[Task directions] Quote the line containing "Box the bookcase side" and all lines that follow it in the listing below, exactly as written.
⁂
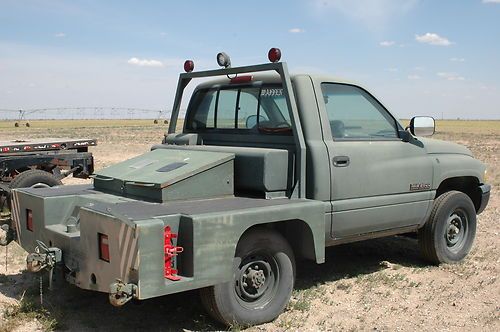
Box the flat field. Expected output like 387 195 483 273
0 119 498 331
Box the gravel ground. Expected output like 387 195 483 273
0 120 498 331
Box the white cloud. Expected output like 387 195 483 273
437 72 465 81
127 57 164 67
415 33 453 46
387 67 398 72
54 32 66 38
289 28 305 33
408 74 421 80
450 57 465 62
379 40 395 47
483 0 500 3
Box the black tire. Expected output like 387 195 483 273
10 170 62 189
418 191 476 264
200 228 295 327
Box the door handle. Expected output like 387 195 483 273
332 156 350 167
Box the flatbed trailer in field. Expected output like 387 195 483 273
0 138 96 224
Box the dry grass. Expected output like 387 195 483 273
0 119 498 331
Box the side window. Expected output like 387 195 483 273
321 83 398 139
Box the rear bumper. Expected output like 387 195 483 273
477 184 491 214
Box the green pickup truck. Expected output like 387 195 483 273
1 49 490 327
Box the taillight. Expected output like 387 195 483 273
26 209 33 231
98 233 110 262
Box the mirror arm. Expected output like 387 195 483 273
399 130 411 142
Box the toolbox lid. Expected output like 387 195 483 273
94 148 234 189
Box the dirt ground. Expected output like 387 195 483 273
0 119 498 331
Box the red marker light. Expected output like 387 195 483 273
184 60 194 73
268 48 281 63
98 233 110 262
26 209 33 231
230 75 253 84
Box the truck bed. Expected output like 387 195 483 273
12 184 326 298
20 184 311 219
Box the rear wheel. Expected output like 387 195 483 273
10 169 62 190
200 228 295 327
418 191 476 264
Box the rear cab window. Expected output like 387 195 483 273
185 84 292 134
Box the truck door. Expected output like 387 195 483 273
318 83 434 239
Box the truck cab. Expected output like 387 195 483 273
162 66 489 246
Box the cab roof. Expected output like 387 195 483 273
193 72 360 90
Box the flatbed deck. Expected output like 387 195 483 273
0 138 97 155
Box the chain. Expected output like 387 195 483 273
39 276 43 306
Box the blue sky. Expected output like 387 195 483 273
1 0 499 119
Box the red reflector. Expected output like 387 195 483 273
99 233 110 262
26 209 33 231
230 75 253 84
1 147 9 153
184 60 194 73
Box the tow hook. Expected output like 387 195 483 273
109 279 137 307
26 240 62 289
0 224 15 246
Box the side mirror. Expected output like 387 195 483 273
245 115 267 129
409 116 435 136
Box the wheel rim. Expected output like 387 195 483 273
234 252 279 308
444 208 468 253
30 183 51 189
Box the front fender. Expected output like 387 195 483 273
431 154 486 189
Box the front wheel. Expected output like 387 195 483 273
200 228 295 327
418 191 477 264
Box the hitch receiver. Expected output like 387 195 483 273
26 240 62 273
109 279 137 307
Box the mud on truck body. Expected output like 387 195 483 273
1 49 490 326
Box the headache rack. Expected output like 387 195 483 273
168 50 306 199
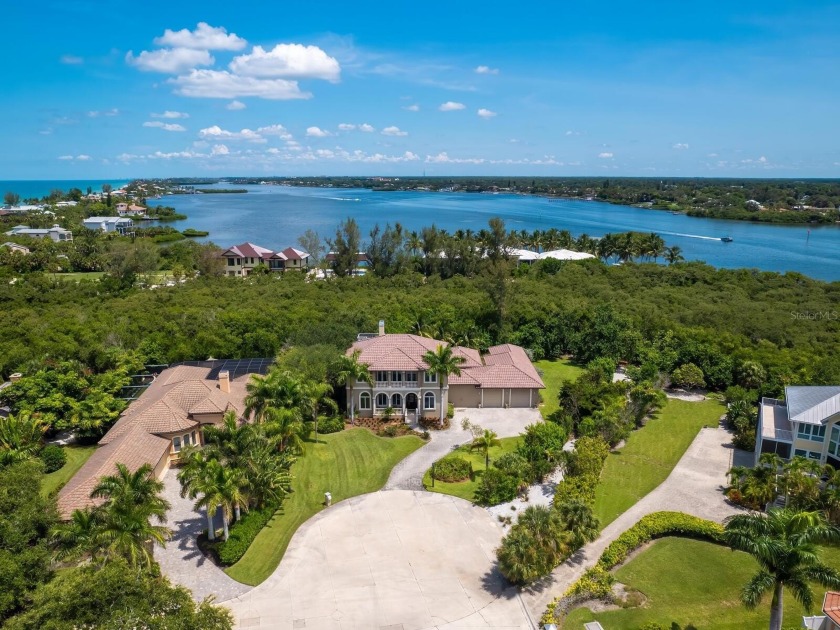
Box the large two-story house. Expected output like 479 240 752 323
56 359 269 519
755 386 840 469
221 242 310 276
346 322 545 421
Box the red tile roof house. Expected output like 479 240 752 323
346 321 545 422
221 242 310 277
56 361 266 519
803 592 840 629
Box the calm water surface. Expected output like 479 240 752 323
149 184 840 281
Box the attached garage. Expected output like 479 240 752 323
449 384 481 408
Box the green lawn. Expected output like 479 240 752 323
565 537 840 629
225 428 423 585
40 445 97 497
422 436 523 502
593 398 724 527
54 272 105 282
534 359 585 419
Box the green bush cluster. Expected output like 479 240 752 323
474 469 519 506
432 456 472 482
597 511 724 570
317 416 345 434
39 445 66 473
553 436 609 507
215 504 278 566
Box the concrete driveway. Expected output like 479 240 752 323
223 491 535 629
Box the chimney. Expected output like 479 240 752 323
378 320 385 336
218 370 231 393
9 373 22 383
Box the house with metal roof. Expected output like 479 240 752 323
755 386 840 468
346 321 544 421
221 242 310 276
5 224 73 242
83 216 134 234
56 360 269 519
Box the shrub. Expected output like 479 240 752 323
382 424 400 437
39 445 66 473
474 469 519 506
419 416 450 430
597 511 724 570
432 456 472 482
317 416 345 434
553 435 609 507
447 402 454 419
518 421 567 482
494 452 530 481
497 505 568 585
215 503 278 565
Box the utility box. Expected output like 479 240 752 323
324 492 332 506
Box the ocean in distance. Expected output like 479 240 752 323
0 179 130 200
148 183 833 283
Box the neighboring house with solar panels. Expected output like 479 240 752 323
56 358 272 520
755 386 840 469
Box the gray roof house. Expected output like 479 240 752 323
83 216 134 234
755 386 840 468
5 224 73 242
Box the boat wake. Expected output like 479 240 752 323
327 196 361 202
659 231 724 242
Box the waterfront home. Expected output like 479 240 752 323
221 242 310 276
325 251 372 276
755 386 840 468
346 321 544 421
1 242 30 255
115 202 147 216
508 247 596 263
56 359 270 519
83 216 134 234
5 224 73 242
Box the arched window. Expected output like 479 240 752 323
376 393 389 408
359 392 371 410
424 392 436 410
391 393 403 408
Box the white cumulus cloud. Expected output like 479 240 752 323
226 100 246 110
672 143 690 150
88 108 119 118
199 125 266 142
338 123 356 131
257 124 292 140
598 152 614 158
168 70 310 100
58 154 91 161
404 104 420 112
143 121 186 132
381 126 408 136
359 123 375 132
126 48 214 73
229 44 340 81
76 154 91 160
475 65 499 75
211 144 230 156
154 22 246 51
306 126 331 137
477 108 496 118
439 101 466 111
152 110 190 119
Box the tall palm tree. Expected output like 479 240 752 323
555 500 600 549
177 448 220 540
335 350 373 424
193 460 247 541
0 411 48 466
246 442 294 509
202 410 258 469
244 370 304 423
263 406 307 454
300 379 338 438
89 462 171 568
52 507 104 562
516 505 566 558
724 508 840 630
470 429 501 469
664 245 684 264
422 344 466 424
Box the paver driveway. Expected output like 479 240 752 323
223 490 535 629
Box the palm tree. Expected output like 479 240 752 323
664 245 684 265
246 443 294 509
335 350 373 424
202 410 258 469
724 508 840 630
516 505 566 558
193 460 247 541
177 448 220 540
555 500 600 549
244 370 305 423
89 462 171 568
263 406 307 454
300 379 338 439
0 411 48 466
422 344 466 424
470 429 501 469
52 507 104 562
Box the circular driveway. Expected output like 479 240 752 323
223 491 534 629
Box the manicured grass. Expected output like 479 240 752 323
54 272 105 282
422 436 523 502
225 428 423 586
593 398 724 527
534 359 585 419
565 537 840 629
40 445 97 497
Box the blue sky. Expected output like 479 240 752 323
4 0 840 178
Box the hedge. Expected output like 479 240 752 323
317 416 345 434
553 436 609 507
541 511 725 626
39 445 66 473
215 503 278 566
432 456 472 482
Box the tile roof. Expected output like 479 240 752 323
280 246 310 260
824 592 840 625
349 335 544 390
785 386 840 426
57 362 255 519
222 242 277 260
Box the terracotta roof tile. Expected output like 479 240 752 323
825 592 840 625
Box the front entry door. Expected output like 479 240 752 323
405 393 418 410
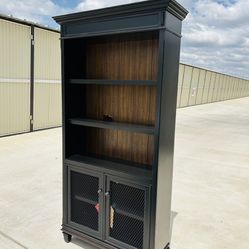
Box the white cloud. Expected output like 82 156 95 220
195 0 249 27
178 0 249 79
75 0 144 11
0 0 70 25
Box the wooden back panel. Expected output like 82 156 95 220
86 31 159 80
86 128 154 166
85 85 156 126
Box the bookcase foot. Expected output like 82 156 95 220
63 232 72 243
165 243 170 249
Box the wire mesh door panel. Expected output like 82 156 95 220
69 167 103 238
105 177 150 249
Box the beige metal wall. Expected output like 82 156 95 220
33 27 61 130
177 63 249 108
0 17 61 137
0 19 30 136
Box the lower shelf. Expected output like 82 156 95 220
74 194 97 206
65 154 152 183
69 118 155 135
111 204 144 221
71 199 99 231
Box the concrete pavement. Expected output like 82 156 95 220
0 97 249 249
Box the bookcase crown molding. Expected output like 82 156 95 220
53 0 188 24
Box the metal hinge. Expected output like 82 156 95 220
31 34 35 45
30 115 33 120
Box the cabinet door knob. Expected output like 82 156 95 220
105 191 110 197
97 189 102 194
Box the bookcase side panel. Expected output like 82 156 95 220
154 13 182 249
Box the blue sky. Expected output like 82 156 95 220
0 0 248 79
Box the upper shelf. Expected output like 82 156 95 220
68 118 155 135
69 79 157 86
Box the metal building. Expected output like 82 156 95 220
177 63 249 108
0 14 61 136
0 14 249 137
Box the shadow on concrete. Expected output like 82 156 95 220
170 211 178 240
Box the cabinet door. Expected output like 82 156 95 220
68 166 103 238
105 176 151 249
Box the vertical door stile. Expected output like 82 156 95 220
30 25 35 132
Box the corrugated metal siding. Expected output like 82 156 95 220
195 69 206 105
33 27 61 130
176 64 184 108
188 67 199 106
176 64 249 108
0 19 30 136
202 71 211 104
179 65 193 107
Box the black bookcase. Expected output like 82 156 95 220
54 1 187 248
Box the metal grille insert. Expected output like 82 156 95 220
109 181 145 248
71 171 99 231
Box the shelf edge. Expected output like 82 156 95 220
69 79 157 85
68 118 155 135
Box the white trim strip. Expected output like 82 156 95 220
35 79 61 84
0 78 61 84
0 78 29 83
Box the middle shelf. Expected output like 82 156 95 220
111 204 144 221
69 79 157 86
68 118 155 135
74 194 97 206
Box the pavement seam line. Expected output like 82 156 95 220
0 230 28 249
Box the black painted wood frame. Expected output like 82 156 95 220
54 1 187 248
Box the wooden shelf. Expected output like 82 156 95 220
69 79 157 86
65 154 152 182
68 118 155 135
74 194 97 206
112 204 144 221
⁂
[Answer space]
Box the bookcase side panel. Expected output like 82 156 95 220
154 13 182 249
Box the blue sky. Expected output like 82 156 95 220
0 0 248 79
Box the upper shelf. Expected output like 82 156 95 220
68 118 155 135
69 79 157 86
Box the metal building. Expected output like 82 156 95 220
177 63 249 108
0 14 61 136
0 14 249 137
Box the shadow on concrete. Expected output like 82 156 95 220
170 211 178 240
Box the cabinet door. Expected output like 82 156 95 220
68 166 103 238
105 176 151 249
Box the vertical door stile. Expected output like 82 156 95 220
30 25 35 132
Box the corrugated metal siding. Expected output like 82 156 95 220
195 69 206 105
33 27 61 130
176 64 184 108
188 67 199 106
176 64 249 108
0 19 30 136
202 71 211 104
179 65 193 107
Box the black bookcase. Expected output like 82 156 95 220
54 1 187 248
Box the metal grille insert. Expected output like 82 156 95 220
109 181 145 248
71 171 99 231
Box the shelf edge. Expected output like 82 156 95 220
69 79 157 85
68 118 155 135
Box the white trim strip. Expected output like 82 156 95 220
35 79 61 84
0 78 61 84
0 78 29 83
Box the middle shelf. Expected output like 82 156 95 220
111 204 144 221
69 79 157 86
68 118 155 135
74 194 97 206
Box the pavement seam line. Expected output like 82 156 95 220
0 230 28 249
Box the black painted wood frame. Expected output like 82 156 95 220
54 1 187 248
Box the wooden shelf. Expected output like 82 156 95 220
69 79 157 86
65 154 152 182
68 118 155 135
74 194 97 206
112 204 144 221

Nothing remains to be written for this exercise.